- Task instructions:
1: According to the article on stakeholder interviews, at what point are these interviews usually held?
2: Repeat the part of the article on stakeholder interviews starting with "Stakeholder interviews are conversations" and going on through "the UX team.".
Start of Supplied passage
Navigating UX Design with Stakeholder Interviews

What is a stakeholder interviews?

Stakeholder interviews are conversations with a person or a group of people who have a vested interest in the success of a product or service.

Stakeholders can include clients, users, project managers, developers, and other members of the UX team.

Stakeholder interviews are typically conducted at the beginning of a product development lifecycle to gather information about the project’s goals, the needs of the users, and any constraints that may affect the design.

The information collected from stakeholder interviews can help UX designers to:

  • Define the scope and parameters of the project
  • Set clear goals and objectives
  • Establish milestones and priorities
  • Identify and understand the needs of the users
  • Uncover any potential challenges or constraints

Who is a stakeholder?

A stakeholder is anyone with a vested interest in the project. In the context of UX design, stakeholders can include:

  • Clients: The people or organizations who are paying for the project
  • Users: The people who will be using the product or service
  • Project managers: The people who are responsible for overseeing the project
  • Developers: The people who will be building the product or service
  • Other members of the UX team: Other designers, researchers, and writers who are working on the project
Illustration of different types of stakeholders

Let’s assume that a UX designer is working on a new website for a clothing company. The designer interviews the following stakeholders:

  • The company’s CEO to learn about the company’s business goals and the overall vision for the website
  • The company’s marketing manager to learn about the company’s target audience and the key messages that need to appear on the website
  • A group of potential users to learn about their needs and preferences when it comes to online shopping

The information gathered from these interviews helps the designer develop a clear understanding of the project’s goals.

Benefits of conducting stakeholder interviews

There are many benefits to conducting stakeholder interviews in UX design. Some of the most important benefits include:

  • Gaining a deeper understanding of the project’s goals and objectives. Stakeholder interviews can help UX designers better understand the project’s business goals and any constraints that may affect the design.
End of Supplied passage
Start of Entries provided
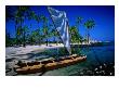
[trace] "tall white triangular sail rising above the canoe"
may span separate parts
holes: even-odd
[[[56,30],[58,31],[64,46],[66,47],[69,54],[71,54],[70,42],[69,42],[69,30],[68,30],[68,20],[66,17],[66,13],[63,11],[55,10],[53,8],[48,8],[51,17],[54,22]]]

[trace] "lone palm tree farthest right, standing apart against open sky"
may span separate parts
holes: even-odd
[[[88,40],[88,43],[90,43],[90,41],[89,41],[89,39],[90,39],[90,30],[95,26],[94,20],[88,20],[84,23],[84,26],[87,28],[87,40]]]

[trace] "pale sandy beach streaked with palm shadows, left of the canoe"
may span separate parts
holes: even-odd
[[[36,61],[36,59],[49,60],[53,58],[49,58],[48,55],[40,55],[40,52],[43,52],[49,49],[55,49],[64,47],[61,44],[45,44],[41,46],[26,46],[24,47],[6,47],[5,48],[5,72],[6,75],[14,75],[13,67],[18,61],[23,62],[31,62]],[[48,59],[48,58],[49,59]]]

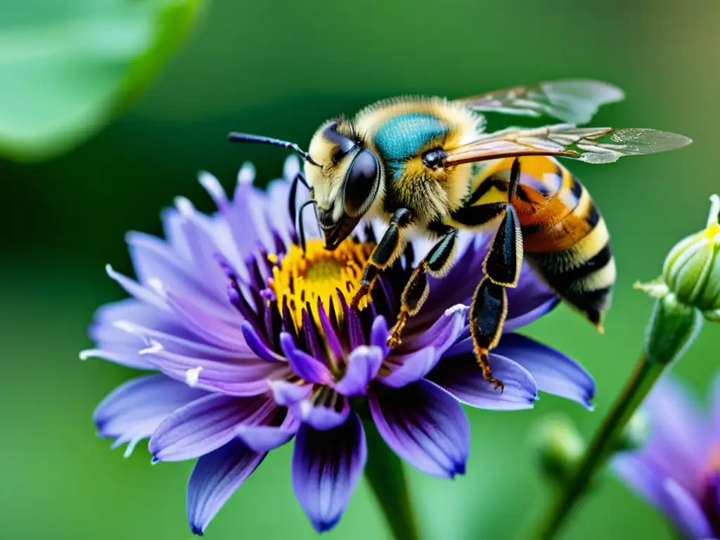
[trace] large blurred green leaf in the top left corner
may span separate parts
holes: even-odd
[[[0,0],[0,156],[36,161],[137,96],[203,0]]]

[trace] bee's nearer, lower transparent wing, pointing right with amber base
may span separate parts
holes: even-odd
[[[446,163],[456,165],[514,156],[561,156],[586,163],[613,163],[622,156],[675,150],[691,142],[683,135],[635,127],[616,129],[570,124],[533,129],[511,127],[446,150]]]

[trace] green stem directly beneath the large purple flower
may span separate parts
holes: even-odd
[[[388,448],[374,424],[365,422],[368,460],[365,477],[397,540],[420,540],[418,516],[400,458]]]

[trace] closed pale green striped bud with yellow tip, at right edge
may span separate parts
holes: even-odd
[[[662,267],[662,280],[678,301],[715,319],[720,315],[720,197],[710,199],[706,229],[672,248]]]

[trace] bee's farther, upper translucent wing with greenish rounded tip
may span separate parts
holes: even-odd
[[[625,94],[602,81],[551,81],[516,86],[478,96],[457,99],[476,111],[504,112],[521,116],[546,115],[581,125],[590,122],[600,105],[619,102]]]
End of Entries provided
- Answers by task:
1: At the beginning of a product development lifecycle.

2:
Stakeholder interviews are conversations with a person or a group of people who have a vested interest in the success of a product or service.

Stakeholders can include clients, users, project managers, developers, and other members of the UX team.